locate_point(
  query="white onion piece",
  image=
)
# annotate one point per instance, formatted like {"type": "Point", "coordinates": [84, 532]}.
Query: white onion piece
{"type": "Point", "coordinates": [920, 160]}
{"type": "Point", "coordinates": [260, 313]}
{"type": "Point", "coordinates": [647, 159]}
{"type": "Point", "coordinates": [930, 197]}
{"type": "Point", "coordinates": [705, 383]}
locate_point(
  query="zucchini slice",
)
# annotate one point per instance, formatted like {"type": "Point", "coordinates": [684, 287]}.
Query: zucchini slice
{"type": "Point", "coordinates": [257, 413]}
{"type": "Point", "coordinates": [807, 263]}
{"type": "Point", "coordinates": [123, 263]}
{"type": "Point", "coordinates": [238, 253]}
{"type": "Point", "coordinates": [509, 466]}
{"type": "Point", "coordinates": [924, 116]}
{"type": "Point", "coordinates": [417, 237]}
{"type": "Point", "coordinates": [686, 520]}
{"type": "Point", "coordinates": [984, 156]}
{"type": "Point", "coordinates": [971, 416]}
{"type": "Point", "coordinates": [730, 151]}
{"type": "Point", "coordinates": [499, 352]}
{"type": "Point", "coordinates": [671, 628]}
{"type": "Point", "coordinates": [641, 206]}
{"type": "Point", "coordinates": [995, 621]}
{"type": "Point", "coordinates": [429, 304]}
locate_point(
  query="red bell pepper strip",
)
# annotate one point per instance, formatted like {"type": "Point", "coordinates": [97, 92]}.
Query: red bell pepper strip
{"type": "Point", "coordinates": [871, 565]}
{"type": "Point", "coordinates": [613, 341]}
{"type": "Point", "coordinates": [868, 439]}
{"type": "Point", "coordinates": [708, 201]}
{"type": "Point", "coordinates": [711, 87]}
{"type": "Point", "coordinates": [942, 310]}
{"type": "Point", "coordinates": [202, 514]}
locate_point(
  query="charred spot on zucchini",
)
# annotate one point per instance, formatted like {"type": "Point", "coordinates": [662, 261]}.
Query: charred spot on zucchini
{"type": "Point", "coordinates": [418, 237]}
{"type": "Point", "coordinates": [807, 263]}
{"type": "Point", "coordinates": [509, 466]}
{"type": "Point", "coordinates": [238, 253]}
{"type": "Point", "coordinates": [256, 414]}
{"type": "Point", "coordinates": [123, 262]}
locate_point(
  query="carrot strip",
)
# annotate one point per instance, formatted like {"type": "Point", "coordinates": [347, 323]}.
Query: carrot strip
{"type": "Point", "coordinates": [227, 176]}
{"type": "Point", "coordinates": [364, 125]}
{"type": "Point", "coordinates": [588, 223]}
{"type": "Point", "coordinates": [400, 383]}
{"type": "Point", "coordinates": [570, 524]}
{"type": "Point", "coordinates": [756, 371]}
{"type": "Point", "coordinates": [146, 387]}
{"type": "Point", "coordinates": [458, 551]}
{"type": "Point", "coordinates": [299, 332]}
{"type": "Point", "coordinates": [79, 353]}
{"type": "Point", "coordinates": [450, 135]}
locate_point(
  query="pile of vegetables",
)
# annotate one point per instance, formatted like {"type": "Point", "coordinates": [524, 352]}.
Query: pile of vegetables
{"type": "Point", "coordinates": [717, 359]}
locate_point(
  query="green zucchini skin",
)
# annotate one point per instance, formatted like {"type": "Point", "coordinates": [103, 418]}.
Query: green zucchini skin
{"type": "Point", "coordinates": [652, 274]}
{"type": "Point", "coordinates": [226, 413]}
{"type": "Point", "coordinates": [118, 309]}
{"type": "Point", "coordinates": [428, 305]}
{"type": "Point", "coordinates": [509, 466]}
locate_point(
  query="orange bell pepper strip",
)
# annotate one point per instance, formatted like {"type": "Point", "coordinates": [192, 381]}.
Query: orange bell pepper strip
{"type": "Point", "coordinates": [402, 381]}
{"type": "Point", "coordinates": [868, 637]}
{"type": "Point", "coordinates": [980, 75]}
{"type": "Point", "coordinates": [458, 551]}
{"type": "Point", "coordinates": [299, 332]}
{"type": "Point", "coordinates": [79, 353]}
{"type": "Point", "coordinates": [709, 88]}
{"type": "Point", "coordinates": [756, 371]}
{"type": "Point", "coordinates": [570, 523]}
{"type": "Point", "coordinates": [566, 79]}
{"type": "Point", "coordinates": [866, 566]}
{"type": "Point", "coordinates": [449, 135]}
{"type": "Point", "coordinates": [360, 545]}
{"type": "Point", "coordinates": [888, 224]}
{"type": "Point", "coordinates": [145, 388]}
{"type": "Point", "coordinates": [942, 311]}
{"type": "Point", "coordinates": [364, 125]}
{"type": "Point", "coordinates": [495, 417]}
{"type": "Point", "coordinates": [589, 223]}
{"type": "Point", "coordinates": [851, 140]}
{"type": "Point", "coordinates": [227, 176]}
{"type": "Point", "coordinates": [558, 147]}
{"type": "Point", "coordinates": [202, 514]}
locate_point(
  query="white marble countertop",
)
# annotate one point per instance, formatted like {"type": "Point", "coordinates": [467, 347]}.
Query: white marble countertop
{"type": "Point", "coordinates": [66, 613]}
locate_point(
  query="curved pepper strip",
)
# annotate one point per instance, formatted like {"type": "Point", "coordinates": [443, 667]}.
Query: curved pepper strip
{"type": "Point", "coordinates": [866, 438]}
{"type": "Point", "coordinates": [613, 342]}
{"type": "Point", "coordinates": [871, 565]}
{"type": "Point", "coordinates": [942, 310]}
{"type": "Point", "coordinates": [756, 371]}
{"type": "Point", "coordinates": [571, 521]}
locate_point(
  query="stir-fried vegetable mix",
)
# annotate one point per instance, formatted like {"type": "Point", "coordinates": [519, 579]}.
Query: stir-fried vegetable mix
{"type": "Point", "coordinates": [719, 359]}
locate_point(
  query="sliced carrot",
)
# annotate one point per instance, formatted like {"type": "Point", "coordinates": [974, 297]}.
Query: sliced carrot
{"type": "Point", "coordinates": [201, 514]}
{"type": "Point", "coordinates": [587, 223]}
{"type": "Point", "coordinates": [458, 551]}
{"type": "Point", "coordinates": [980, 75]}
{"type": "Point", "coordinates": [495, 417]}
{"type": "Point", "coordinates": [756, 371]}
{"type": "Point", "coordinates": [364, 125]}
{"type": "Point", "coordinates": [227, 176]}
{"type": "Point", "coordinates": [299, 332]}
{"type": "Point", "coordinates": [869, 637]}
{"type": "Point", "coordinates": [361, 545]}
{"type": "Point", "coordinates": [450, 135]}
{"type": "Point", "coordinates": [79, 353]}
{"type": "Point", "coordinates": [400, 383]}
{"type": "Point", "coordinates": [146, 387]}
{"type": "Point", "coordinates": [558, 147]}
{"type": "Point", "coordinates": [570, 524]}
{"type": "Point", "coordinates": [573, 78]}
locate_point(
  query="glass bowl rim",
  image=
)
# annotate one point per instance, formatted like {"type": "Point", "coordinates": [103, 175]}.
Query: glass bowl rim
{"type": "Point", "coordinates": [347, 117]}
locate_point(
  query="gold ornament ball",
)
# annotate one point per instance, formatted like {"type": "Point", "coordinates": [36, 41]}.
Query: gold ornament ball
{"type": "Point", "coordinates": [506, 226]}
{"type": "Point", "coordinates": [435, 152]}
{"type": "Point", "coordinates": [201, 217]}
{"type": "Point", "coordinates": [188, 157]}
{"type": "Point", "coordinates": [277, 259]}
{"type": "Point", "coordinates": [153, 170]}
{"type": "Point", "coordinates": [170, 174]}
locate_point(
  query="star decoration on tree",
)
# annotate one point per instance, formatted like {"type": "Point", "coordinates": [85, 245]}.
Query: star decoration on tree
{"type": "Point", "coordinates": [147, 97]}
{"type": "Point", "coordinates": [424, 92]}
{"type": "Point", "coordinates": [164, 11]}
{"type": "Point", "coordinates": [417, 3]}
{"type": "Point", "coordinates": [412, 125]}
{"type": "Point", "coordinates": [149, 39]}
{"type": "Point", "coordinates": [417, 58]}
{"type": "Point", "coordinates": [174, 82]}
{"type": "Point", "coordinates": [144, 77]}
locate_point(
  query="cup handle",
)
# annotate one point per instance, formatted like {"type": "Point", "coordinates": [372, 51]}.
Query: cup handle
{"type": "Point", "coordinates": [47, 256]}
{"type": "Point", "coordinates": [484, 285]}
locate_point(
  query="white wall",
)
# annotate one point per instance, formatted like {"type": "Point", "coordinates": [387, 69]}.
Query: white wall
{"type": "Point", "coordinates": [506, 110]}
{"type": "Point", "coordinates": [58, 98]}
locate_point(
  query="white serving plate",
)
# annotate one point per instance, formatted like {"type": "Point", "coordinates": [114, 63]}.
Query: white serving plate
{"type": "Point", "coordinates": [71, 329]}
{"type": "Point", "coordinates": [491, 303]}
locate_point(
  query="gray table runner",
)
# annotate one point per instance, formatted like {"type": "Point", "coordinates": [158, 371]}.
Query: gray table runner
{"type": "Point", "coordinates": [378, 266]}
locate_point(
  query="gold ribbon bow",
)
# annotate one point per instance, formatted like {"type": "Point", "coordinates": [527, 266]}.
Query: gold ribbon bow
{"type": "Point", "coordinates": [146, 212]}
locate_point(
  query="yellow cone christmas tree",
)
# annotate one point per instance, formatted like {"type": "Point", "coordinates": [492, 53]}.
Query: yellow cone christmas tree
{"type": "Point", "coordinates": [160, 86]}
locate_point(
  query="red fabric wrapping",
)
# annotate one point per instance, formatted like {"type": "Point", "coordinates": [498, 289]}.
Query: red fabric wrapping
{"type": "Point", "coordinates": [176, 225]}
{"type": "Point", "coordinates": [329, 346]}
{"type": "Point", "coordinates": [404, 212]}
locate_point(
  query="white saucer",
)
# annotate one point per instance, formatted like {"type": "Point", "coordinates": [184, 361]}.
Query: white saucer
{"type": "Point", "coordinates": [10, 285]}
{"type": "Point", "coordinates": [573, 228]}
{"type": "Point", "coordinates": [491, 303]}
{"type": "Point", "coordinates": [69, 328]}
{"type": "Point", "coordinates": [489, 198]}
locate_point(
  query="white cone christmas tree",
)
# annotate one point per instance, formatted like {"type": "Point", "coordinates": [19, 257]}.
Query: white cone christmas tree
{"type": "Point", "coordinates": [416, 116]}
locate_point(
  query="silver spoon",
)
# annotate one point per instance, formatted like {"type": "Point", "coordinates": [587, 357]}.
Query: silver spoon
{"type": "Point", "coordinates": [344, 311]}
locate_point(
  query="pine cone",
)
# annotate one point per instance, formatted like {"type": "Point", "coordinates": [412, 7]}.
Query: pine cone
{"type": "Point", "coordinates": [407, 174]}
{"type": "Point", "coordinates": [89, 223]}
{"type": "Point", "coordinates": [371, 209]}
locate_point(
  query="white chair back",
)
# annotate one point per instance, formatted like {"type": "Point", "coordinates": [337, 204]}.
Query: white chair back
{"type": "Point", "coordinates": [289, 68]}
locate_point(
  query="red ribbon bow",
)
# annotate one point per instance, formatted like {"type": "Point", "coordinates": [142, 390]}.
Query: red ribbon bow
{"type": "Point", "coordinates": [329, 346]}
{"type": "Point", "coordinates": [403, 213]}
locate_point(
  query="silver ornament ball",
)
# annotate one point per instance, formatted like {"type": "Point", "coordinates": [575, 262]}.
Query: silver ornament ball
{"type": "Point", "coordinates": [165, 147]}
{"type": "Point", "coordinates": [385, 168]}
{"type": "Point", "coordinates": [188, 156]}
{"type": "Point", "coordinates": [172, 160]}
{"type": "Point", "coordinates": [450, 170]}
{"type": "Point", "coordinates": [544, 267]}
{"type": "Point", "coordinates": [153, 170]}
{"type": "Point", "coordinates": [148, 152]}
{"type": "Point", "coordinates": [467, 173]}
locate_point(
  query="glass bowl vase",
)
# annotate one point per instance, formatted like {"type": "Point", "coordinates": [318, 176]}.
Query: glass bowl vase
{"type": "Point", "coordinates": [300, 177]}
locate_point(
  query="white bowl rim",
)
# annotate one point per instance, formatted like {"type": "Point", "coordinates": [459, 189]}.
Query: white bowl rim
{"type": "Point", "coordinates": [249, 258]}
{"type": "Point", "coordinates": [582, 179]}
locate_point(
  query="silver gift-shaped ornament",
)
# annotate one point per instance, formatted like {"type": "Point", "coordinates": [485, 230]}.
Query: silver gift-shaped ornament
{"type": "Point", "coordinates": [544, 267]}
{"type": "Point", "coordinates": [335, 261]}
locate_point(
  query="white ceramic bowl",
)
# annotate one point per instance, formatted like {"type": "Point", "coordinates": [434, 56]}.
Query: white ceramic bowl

**REQUIRED TASK:** Pull out every line of the records that contains the word "star".

**ANSWER FOR THIS EXERCISE:**
  query="star decoration on tree",
Query: star decoration on tree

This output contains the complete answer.